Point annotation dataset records

========

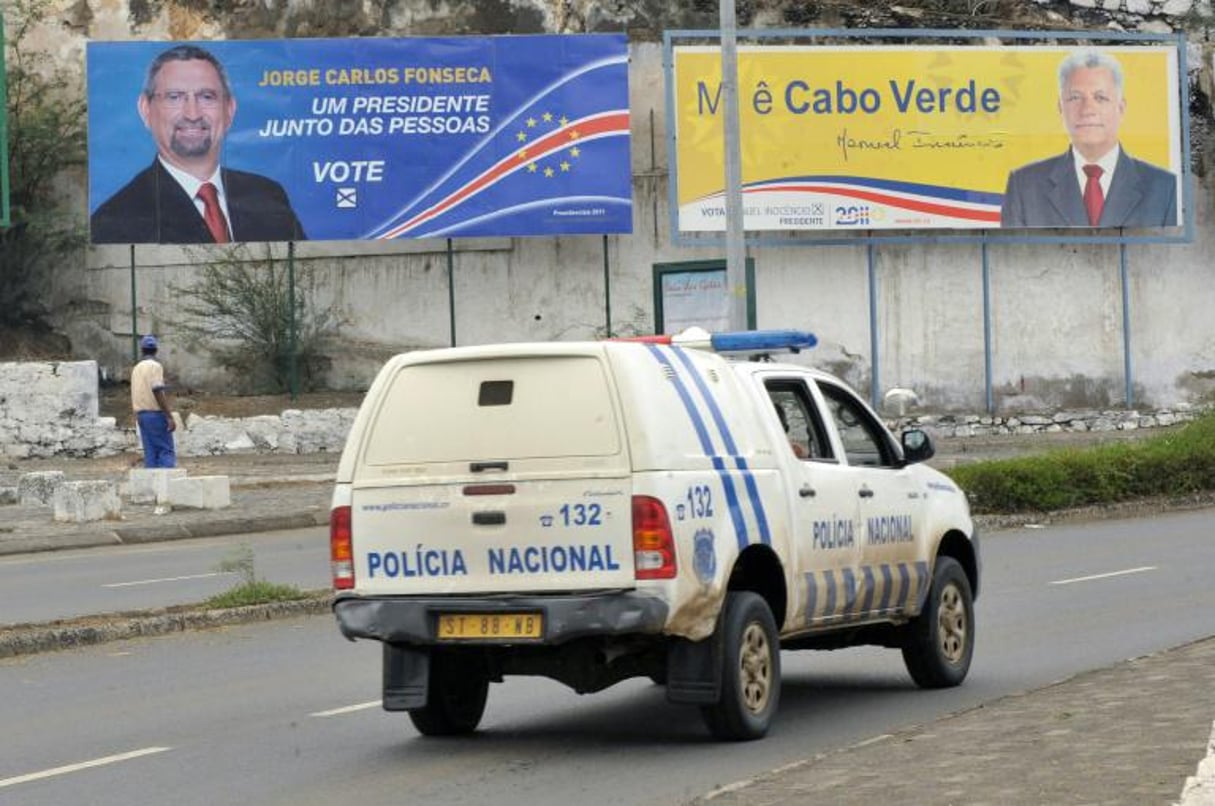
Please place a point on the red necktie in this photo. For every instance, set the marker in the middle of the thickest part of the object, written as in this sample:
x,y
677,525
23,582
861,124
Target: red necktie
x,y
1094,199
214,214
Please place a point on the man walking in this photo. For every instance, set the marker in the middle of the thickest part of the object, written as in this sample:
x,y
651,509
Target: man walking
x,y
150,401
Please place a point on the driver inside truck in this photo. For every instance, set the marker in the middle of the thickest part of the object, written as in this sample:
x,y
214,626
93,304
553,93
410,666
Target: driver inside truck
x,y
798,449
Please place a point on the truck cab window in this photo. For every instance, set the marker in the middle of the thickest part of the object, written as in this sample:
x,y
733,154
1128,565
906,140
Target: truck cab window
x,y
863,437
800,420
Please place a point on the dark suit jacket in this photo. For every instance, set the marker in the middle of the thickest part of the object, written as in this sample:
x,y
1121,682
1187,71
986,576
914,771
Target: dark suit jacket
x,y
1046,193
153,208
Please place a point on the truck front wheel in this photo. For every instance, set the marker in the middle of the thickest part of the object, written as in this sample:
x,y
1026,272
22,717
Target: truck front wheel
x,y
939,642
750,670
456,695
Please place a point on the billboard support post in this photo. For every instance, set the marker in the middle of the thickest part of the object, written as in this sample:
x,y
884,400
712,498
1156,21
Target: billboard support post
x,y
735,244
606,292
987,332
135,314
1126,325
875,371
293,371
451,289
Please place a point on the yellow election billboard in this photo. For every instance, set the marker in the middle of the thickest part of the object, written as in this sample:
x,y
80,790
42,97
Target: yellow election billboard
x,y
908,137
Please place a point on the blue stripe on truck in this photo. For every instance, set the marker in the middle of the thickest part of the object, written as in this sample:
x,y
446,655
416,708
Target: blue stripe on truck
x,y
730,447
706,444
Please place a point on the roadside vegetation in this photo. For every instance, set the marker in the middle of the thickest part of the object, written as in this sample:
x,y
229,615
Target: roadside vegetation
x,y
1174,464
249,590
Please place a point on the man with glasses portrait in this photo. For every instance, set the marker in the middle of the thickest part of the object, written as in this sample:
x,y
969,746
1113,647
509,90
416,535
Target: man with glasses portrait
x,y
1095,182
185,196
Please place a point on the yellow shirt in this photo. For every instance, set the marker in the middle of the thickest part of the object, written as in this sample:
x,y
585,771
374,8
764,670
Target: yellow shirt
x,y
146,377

========

Can you rewrite all of the lines above with "thickest part" replaced by "widest part" and everything else left the same? Leave the pictures out.

Please place a point on the red necktie in this photo. For every instance, set the marker in the middle of the widest part of the object, written as in this sample:
x,y
677,525
23,582
861,124
Target: red necktie
x,y
1094,199
214,214
Please place a point on the man walking in this photo. For every instance, set the marker in the middle of the widest part of the object, written as in this sample:
x,y
651,509
Target: man walking
x,y
150,401
Please place a point on the driver inside truck in this photo. For every instance, set the marker in the middle of the widest part of the object, written as in this sample:
x,y
214,626
93,304
553,93
410,666
Target: driver inside truck
x,y
798,449
Please place a point on the truck cab window in this photo. For every instance, set the marker in the middle of the widest part of the object, written as in this sample:
x,y
733,154
1128,565
906,140
Target: truck cab window
x,y
863,437
800,420
Please place a point on the dark suit jacket in this photo. For every instance, set the marker in the middle of the widest part of the object, written as in this sample:
x,y
1121,682
1187,71
986,576
914,771
Target: dark suit jacket
x,y
1046,193
153,208
Please place a point on the truck front wheel in this photo. For every instance, set the marker in the middle of the widest part of the object, written as in this sample:
x,y
1026,272
22,717
Target: truck front wheel
x,y
939,642
750,670
456,695
Please place a point on the billboard support post in this photo. For every instance, set the marker in the middle of the widest part of the object, written as in this sample:
x,y
884,400
712,498
1156,21
Target: billboard support post
x,y
735,244
606,292
987,332
135,314
1126,325
875,371
293,371
451,289
Please place a point on the yellow election billboard in this photo. For every instance, set the marker in the middle of the widest part of the object, written as in this sample:
x,y
80,790
42,97
Target: yellow election billboard
x,y
908,137
Please place a point on the blue stripe on truck in this photo. For every instance, set the marker in the middle of the widest part of the object, written as in this sample:
x,y
446,655
416,708
Target: blue stripe on truck
x,y
730,447
706,444
Please place a point on the roadside vegetation in this photo. For every instance, set the marker in the middle of the widest part of the object, written as in this sample:
x,y
229,615
Target: roadside vegetation
x,y
1174,464
249,590
Please place a point on the man with glasses portrait in this photo. For every instance, set the marker in the middle of the widest part of the object, written as in this sample:
x,y
969,746
1113,647
509,90
416,535
Target: man with glasses portrait
x,y
1095,182
185,196
Please place a point on the yellow shirt in this photo. For every instance, set the marker in the middle of the widest part of the object, written as in this sample:
x,y
585,771
374,8
764,670
Target: yellow shirt
x,y
146,377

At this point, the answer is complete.